BEGIN Supplied material

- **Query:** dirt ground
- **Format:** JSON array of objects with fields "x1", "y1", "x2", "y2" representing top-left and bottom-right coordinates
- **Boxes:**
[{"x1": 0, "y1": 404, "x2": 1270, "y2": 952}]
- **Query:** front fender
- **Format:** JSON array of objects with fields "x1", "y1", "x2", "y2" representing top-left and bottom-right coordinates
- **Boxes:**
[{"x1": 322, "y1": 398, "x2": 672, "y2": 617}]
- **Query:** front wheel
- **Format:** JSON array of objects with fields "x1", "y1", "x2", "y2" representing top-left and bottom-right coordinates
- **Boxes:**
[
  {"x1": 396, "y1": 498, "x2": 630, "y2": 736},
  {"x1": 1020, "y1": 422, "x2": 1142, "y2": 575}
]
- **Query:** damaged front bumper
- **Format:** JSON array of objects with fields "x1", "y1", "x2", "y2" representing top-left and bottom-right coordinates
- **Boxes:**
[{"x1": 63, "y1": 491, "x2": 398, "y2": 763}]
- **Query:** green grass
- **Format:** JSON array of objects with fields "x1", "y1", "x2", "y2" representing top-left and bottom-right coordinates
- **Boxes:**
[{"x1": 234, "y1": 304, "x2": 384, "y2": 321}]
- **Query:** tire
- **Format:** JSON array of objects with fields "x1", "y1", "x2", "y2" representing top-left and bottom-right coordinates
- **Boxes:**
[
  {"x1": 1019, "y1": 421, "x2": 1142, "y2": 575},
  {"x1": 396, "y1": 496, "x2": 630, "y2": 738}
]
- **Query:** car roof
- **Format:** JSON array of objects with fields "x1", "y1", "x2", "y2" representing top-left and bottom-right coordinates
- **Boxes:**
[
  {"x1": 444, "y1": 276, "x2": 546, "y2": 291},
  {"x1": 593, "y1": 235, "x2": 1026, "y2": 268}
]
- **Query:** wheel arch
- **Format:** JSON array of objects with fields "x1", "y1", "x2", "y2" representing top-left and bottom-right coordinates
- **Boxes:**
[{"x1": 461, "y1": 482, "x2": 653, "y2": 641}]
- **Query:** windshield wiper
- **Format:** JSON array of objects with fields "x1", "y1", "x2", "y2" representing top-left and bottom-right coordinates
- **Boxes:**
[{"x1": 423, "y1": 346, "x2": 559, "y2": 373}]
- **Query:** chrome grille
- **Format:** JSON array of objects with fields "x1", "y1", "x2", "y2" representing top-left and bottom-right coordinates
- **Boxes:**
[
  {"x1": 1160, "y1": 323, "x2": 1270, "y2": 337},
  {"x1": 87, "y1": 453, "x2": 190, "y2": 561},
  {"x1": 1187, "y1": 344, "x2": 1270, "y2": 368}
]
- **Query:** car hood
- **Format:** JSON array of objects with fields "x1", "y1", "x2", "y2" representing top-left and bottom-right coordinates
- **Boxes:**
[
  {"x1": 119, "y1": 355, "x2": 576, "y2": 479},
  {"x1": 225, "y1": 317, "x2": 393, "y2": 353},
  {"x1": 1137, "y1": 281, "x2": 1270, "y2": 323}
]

END Supplied material
BEGIN Supplied material

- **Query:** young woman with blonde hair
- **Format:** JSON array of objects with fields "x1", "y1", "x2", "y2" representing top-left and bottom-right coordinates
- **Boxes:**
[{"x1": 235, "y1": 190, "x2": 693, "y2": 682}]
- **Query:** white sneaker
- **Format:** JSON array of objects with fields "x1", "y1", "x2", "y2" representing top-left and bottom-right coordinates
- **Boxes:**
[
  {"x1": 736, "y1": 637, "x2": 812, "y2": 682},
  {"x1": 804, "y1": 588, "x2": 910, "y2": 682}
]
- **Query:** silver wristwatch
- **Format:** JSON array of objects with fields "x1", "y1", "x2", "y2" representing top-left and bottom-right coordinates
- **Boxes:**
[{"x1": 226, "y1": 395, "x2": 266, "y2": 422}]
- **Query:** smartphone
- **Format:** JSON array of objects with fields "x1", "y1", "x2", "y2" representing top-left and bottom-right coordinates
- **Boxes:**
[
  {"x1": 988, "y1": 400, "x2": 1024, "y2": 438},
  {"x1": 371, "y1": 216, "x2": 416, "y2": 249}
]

END Supplied material

Show each line of the records that contains the string "front", matching case exactly.

- **Query:** front fender
- **Query:** front wheel
- **Query:** damaged front bumper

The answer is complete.